### GIVEN PROBLEM:
Reproduce verbatim the lines of the entries below, from their very first line through the line containing "path_fill_rule: evenodd", with both the first and that final line included.

Region segmentation data
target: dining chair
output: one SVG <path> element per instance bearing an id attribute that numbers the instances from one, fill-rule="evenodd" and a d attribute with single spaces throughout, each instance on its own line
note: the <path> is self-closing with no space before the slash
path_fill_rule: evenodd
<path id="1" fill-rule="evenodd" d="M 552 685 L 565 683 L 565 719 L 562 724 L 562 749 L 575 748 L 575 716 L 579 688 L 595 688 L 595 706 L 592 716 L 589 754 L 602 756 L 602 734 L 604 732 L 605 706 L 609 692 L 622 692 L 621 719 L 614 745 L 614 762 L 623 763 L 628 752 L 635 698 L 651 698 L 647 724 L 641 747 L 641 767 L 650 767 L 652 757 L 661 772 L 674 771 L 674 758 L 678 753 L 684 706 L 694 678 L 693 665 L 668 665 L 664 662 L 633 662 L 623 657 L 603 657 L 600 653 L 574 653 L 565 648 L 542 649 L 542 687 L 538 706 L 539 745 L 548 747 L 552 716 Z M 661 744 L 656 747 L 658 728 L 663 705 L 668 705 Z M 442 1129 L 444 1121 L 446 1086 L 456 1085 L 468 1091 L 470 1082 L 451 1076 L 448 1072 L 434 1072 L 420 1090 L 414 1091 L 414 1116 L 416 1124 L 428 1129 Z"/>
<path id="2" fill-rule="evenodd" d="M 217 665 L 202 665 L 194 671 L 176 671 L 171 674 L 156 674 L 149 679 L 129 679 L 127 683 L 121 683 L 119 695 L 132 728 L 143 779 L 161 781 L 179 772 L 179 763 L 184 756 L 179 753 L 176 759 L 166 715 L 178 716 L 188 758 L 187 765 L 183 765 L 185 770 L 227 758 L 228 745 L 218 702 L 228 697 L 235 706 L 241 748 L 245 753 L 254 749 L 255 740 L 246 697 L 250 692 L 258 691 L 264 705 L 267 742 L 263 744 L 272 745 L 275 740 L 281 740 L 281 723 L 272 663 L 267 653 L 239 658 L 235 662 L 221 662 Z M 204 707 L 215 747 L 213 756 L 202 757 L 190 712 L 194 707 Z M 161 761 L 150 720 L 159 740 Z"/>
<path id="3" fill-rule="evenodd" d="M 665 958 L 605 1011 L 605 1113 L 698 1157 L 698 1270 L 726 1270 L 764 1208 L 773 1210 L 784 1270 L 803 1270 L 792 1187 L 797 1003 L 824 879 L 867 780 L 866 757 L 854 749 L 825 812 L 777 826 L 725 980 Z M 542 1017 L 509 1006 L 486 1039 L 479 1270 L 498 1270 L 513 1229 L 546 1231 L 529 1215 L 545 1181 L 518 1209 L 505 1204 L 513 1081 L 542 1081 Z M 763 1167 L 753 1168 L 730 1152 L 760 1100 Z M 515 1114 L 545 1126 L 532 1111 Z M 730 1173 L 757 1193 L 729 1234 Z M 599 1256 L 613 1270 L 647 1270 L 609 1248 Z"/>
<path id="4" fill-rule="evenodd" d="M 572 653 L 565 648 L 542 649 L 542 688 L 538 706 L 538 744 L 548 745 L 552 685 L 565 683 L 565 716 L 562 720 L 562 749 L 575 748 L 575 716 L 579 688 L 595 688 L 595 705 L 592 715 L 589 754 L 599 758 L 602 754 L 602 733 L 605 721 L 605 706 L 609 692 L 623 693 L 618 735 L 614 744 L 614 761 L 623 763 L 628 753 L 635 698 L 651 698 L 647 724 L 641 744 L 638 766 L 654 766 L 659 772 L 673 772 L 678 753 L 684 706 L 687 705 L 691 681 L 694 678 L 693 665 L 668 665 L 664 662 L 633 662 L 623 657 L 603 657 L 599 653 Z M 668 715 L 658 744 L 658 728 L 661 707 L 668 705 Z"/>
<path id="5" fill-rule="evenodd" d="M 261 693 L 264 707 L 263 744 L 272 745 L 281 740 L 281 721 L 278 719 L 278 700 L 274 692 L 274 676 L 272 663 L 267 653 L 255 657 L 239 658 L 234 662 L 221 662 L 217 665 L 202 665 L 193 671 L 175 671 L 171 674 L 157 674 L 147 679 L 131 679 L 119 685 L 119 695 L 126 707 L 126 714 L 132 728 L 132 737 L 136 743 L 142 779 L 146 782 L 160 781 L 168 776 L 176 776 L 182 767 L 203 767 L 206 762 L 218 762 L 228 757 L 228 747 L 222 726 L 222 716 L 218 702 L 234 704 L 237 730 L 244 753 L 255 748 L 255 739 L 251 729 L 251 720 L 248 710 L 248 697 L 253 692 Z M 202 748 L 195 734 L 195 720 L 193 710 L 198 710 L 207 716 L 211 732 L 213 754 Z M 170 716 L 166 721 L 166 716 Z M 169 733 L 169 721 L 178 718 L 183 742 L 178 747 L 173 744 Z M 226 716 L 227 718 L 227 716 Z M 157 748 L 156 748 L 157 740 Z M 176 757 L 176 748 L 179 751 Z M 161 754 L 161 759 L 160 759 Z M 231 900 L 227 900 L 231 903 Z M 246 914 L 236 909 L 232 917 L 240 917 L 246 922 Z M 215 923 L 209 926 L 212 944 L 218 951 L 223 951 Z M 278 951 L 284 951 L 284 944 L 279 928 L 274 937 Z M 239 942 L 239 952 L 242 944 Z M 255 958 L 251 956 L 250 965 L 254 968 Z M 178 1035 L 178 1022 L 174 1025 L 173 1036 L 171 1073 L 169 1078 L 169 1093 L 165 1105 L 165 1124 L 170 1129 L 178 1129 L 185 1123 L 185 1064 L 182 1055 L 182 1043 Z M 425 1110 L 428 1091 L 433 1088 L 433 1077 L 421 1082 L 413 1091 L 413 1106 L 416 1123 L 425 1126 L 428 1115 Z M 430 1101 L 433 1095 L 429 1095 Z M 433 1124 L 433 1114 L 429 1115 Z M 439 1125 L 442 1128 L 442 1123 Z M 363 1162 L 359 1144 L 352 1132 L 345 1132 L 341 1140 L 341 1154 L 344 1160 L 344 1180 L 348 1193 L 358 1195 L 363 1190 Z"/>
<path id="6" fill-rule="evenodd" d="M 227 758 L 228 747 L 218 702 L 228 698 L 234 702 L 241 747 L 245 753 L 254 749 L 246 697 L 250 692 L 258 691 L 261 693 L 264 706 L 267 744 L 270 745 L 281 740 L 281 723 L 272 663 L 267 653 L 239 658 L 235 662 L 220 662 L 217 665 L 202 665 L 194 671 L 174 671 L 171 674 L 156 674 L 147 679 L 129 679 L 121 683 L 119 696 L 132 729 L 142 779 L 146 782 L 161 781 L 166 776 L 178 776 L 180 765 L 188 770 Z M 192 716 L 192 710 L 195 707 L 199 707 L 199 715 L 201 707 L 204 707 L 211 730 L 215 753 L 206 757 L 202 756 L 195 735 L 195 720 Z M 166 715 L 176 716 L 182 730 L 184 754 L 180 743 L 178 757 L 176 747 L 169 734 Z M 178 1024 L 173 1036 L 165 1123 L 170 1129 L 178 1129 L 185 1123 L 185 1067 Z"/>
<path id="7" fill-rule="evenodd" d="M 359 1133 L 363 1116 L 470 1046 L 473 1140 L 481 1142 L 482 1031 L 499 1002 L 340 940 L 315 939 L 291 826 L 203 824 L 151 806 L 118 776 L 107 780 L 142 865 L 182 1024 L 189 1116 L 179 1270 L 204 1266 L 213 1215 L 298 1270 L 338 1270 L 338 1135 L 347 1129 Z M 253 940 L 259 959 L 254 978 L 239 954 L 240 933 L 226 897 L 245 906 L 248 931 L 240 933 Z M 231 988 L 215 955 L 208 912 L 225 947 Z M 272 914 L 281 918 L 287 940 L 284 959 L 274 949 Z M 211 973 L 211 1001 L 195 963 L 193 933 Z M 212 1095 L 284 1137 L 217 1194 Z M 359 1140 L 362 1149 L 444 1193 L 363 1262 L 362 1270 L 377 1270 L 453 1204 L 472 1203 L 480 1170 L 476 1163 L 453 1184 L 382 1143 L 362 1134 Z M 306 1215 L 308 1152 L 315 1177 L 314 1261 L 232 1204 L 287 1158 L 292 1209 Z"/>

### SOLUTION TO THIS EXERCISE:
target: dining chair
output: one SVG <path> element per instance bearing an id attribute that numbers the instances from one, fill-rule="evenodd" and a d attribute with single spaces throughout, each instance on its own line
note: the <path> is self-closing with no space before the slash
path_fill_rule: evenodd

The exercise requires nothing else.